— Polecenie a —
Przekształć wiersze listingu w tabelę Markdown o kolumnach „Nr” i „Wiersz”, zaczynając od wiersza zawierającego „of the blue”, a kończąc na wierszu zawierającym „[[195, 394]]”, z pominięciem pustych wierszy.

— Fragment tekstu —
....
Artykuły

Teatralny maraton dla wytrwałych

Kaliskie Spotkania Teatralne, które rozpoczęły się w ubiegłą sobotę, pomału zbliżają się do wielkiego finału.

Jeszcze wprawdzie przed nami trzy dni konkursowych prezentacji; jeszcze mogą pojawić się wielkie wydarzenia artystyczne, które przewartościują dotychczasowe oceny - ale z tego, co dotąd zobaczyliśmy, można już wyciągać pewne wnioski.

Po pierwsze - jest to festiwal repretuarowo bardzo bogaty, a nawet za bogaty! Jest niemożliwe, aby w ciągu 9 dni przeżyć blisko 30 spektakli. Owszem, obejrzeć i zaliczyć można nawet więcej, tylko po co? Aby jednak coś przeżyć, przemyśleć i zrozumieć sens sztuki, potrzebna jest chwila refleksji. Tymczasem repertuar jest tak ułożony, że najwierniejsza publiczność ogląda po 3-4 widowska dziennie, biegając - głównie poprzez park - między Teatrem a Centrum Kultury. (Choć zdarzyło się i tak, że część widowni udała się aż na peryferie Kalisza, do hali produkcyjnej WSK, podczas gdy widowisko przeniesiono do fabryki Metalplastu w centrum miasta.) Nie ma czasu, żeby porozmawiać o sztukach czy poplotkować ze znajomymi, którzy tradycyjnie nawiedzają Kalisz w festiwalowych dniach. A to wszystko tworzy przecież atmosferę imprezy.
....
— Dane wejściowe —
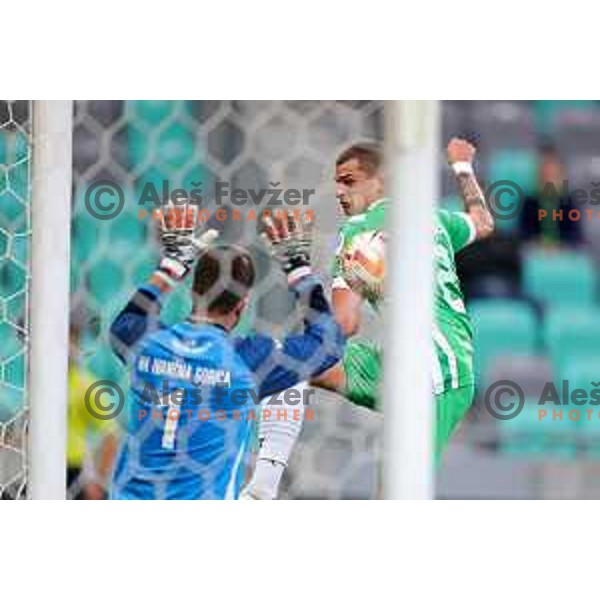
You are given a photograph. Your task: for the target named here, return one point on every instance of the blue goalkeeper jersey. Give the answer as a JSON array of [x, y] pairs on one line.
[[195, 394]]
....
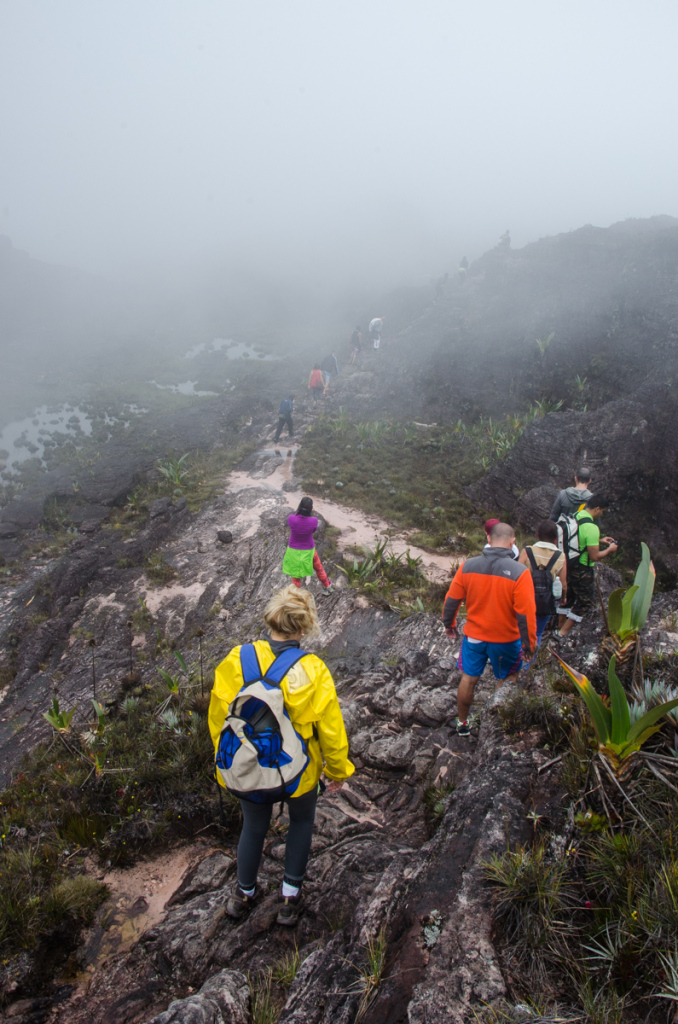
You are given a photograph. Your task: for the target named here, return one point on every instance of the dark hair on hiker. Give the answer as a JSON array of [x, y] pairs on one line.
....
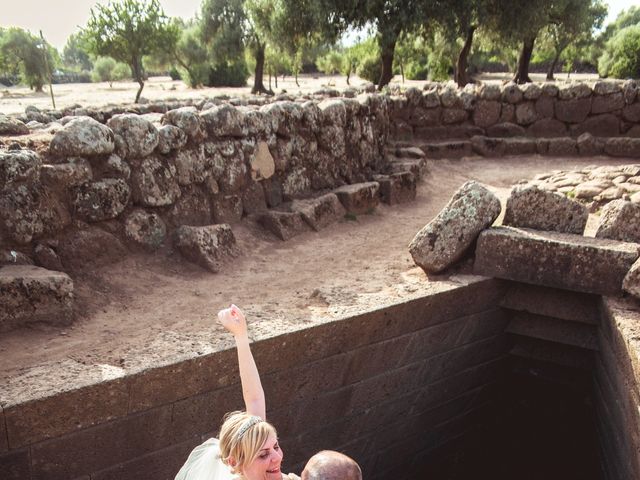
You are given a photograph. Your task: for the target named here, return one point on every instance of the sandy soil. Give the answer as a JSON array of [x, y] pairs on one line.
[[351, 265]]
....
— Polecenie b —
Wypisz wszystkie liczebniki główne z artykułu o Kaliskich Spotkaniach Teatralnych, przy każdym podając, co określają.

— Odpowiedź a —
| Nr | Wiersz |
|---|---|
| 1 | You are given a photograph. Your task: for the target named here, return one point on every instance of the blue goalkeeper jersey. Give the answer as a JSON array of [x, y] pairs on one line. |
| 2 | [[195, 394]] |

— Odpowiedź b —
- trzy: dni konkursowych prezentacji, które jeszcze pozostały
- 9: dni festiwalu
- blisko 30: spektakli w ciągu tych dni
- 3-4: przedstawień oglądanych dziennie przez najwierniejszą publiczność